[Records for identifying positions]

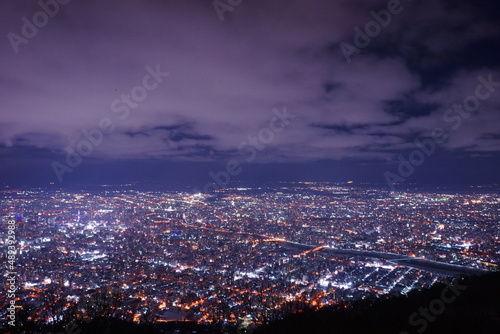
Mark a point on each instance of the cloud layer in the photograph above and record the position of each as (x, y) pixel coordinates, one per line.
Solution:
(225, 78)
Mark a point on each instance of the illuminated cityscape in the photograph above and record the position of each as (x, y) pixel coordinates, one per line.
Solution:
(239, 254)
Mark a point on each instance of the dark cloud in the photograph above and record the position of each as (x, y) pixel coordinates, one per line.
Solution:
(226, 78)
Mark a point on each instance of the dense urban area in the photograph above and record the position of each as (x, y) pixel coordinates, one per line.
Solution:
(238, 255)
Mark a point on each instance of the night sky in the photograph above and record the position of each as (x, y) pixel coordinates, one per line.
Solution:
(193, 92)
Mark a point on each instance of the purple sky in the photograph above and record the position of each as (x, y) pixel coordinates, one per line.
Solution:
(226, 77)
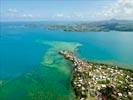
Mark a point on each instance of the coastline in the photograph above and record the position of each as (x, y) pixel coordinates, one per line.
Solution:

Given instruction »
Convert all the records above into a JSON list of strings with one string per line, skipping blank lines and leaving out the pictures.

Problem solution »
[
  "Mark a point on each instance of the cloud layer in the photograph above and record the position of each as (x, y) pixel coordinates, one per line.",
  "Solution:",
  "(225, 78)",
  "Mark a point on each instance of the illuminated cityscape in the photograph above and record the position of each as (x, y) pixel coordinates, one per line.",
  "Solution:",
  "(239, 254)",
  "Mark a point on each instance of the dark cloud in the photograph above and record the position of each as (x, y) pixel coordinates, one per line.",
  "Solution:",
  "(226, 78)",
  "Mark a point on each instance of the dense urban area in the photograph above and record the position of each as (x, y) pixel coordinates, one per line.",
  "Solution:",
  "(238, 255)",
  "Mark a point on each instance of the night sky in the photograph above and record the position of each as (x, y) pixel coordinates, one per line.",
  "Solution:",
  "(193, 92)",
  "Mark a point on each instance of the purple sky in the photograph above and record the position of each as (x, y) pixel coordinates, one per line.",
  "Solution:",
  "(226, 77)",
  "Mark a point on each instance of the coastline in the photograph above and record the position of each as (x, y) pixel coordinates, one per line.",
  "Solution:"
]